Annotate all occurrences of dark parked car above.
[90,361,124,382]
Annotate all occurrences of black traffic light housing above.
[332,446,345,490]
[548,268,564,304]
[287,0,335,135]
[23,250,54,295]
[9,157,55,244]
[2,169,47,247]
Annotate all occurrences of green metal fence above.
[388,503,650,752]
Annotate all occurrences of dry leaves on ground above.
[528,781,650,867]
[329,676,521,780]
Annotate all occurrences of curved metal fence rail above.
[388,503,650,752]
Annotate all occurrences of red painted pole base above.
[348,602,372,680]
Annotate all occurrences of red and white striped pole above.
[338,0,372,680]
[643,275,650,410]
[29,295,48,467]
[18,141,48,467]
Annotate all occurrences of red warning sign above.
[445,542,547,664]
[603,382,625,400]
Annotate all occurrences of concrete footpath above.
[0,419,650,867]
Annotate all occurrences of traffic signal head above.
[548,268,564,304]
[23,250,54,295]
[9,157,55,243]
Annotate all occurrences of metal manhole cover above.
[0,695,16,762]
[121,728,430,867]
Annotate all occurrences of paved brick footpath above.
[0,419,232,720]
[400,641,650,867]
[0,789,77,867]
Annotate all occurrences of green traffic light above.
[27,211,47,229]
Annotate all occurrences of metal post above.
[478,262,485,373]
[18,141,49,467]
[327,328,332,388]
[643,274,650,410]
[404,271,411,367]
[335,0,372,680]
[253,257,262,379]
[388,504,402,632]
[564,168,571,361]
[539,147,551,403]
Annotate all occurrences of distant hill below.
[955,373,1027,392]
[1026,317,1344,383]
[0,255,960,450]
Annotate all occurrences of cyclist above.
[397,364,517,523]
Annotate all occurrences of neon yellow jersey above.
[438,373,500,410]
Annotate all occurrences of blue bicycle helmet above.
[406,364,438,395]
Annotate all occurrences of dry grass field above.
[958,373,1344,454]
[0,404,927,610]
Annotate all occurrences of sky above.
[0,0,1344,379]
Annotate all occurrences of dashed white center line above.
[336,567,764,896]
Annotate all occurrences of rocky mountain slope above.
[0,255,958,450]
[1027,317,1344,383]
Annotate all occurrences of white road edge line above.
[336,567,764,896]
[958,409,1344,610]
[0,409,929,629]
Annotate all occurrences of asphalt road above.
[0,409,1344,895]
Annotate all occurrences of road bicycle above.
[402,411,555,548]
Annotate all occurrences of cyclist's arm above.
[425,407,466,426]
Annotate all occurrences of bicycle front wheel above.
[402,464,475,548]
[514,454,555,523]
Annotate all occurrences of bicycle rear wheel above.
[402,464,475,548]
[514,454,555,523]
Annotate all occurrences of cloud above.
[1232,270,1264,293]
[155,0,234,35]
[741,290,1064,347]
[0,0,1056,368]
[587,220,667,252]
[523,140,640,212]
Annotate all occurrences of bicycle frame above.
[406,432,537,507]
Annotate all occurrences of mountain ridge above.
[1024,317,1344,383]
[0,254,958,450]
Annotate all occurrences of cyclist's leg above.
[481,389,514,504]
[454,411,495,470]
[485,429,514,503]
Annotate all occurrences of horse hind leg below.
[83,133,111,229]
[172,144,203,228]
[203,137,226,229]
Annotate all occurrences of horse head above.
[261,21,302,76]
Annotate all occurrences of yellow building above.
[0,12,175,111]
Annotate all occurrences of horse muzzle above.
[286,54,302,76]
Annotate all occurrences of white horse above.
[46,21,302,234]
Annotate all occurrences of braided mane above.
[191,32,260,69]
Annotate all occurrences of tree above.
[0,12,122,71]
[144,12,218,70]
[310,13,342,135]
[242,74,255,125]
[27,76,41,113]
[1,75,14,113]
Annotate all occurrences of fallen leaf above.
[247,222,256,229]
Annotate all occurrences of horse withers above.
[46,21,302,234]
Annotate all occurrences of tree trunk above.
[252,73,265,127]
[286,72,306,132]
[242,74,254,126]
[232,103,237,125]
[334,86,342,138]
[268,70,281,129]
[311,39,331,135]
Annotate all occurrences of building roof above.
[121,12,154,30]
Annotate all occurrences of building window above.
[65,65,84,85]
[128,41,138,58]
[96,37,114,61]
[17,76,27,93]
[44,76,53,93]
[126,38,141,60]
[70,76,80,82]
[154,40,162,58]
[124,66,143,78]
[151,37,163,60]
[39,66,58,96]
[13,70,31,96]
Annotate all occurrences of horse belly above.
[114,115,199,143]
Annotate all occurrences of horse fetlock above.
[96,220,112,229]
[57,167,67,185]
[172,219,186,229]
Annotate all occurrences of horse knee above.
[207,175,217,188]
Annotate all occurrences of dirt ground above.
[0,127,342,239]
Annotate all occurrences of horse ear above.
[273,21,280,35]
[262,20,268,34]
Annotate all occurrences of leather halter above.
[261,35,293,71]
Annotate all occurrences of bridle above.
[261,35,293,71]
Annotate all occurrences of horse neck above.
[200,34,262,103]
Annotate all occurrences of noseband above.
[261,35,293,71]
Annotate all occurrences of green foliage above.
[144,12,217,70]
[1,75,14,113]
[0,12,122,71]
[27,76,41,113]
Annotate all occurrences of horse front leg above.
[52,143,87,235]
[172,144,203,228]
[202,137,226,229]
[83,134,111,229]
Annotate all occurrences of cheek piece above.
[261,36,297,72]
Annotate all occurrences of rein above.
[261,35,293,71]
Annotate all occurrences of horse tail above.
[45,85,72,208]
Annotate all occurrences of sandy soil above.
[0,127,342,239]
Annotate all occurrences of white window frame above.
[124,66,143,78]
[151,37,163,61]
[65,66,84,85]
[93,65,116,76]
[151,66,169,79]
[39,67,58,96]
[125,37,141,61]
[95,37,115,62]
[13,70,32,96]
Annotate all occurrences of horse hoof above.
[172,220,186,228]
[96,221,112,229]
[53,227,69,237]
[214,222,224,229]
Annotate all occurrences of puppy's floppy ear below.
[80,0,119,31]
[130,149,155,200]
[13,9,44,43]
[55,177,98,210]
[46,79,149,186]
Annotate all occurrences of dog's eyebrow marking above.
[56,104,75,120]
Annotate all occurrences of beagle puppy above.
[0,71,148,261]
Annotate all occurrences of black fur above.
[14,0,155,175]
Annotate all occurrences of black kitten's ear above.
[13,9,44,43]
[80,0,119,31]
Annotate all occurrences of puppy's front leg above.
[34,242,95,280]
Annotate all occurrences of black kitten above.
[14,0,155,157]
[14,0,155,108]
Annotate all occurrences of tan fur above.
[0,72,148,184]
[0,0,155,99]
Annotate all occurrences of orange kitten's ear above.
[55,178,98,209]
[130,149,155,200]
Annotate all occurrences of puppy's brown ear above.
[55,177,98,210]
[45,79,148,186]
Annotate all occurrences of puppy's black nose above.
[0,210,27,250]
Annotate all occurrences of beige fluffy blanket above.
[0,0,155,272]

- **Aim**: Rewrite the entries from the line containing "Annotate all occurrences of puppy's front" through the last entry, replacing "kitten" with "cat" everywhere and leaving everything else unchanged.

- **Full output**:
Annotate all occurrences of puppy's front leg above.
[34,242,95,280]
Annotate all occurrences of black cat above.
[14,0,155,157]
[14,0,155,108]
Annotate all occurrences of tan fur above.
[0,72,148,184]
[0,0,155,99]
Annotate all occurrences of orange cat's ear above.
[55,178,98,209]
[130,149,155,200]
Annotate all occurrences of puppy's brown ear above.
[55,177,98,210]
[45,79,148,186]
Annotate all occurrences of puppy's black nose above.
[0,210,27,250]
Annotate all occurrences of beige fluffy blanket above.
[0,0,155,272]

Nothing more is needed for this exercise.